====== Given entries

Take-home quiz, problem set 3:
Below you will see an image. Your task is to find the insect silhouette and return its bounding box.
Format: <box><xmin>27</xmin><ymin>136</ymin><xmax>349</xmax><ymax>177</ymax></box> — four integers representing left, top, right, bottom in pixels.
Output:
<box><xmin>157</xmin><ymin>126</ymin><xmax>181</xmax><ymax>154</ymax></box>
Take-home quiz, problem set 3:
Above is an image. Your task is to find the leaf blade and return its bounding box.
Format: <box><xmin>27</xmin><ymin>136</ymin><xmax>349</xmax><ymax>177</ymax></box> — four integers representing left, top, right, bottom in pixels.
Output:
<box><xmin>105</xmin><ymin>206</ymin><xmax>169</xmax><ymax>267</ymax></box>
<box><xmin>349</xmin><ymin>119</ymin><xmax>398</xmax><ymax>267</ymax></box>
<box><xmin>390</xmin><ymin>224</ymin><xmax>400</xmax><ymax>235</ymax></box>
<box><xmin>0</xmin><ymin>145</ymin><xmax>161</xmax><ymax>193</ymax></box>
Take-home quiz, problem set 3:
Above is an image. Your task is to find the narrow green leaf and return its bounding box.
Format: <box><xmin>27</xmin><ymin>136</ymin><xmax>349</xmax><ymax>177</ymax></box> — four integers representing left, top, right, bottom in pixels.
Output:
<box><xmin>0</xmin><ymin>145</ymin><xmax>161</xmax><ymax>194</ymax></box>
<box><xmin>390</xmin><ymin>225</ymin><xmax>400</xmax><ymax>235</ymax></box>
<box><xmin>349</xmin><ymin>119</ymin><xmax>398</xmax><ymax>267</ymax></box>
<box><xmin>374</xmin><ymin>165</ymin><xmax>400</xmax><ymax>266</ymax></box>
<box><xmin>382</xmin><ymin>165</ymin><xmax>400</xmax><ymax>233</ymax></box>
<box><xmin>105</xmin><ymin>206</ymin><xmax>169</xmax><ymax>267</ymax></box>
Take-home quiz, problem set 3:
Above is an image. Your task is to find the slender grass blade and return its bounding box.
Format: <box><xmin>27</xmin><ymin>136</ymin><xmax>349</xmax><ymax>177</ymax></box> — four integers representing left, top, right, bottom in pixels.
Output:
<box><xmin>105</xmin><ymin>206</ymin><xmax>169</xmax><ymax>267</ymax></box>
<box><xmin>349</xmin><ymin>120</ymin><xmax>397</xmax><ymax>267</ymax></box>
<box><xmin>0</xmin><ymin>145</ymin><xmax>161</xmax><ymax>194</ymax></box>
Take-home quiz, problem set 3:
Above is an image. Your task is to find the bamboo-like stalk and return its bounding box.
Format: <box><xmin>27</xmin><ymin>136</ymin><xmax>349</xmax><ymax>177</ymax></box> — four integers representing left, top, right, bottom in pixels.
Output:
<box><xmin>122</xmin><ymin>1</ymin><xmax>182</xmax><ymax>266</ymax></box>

============

Please output only the lines from the first line of the entries through the line with "Below you will", both included, exactly as written.

Take-home quiz, problem set 3:
Below you will see an image. Your task is to find the insect silhouette and return its bounding box.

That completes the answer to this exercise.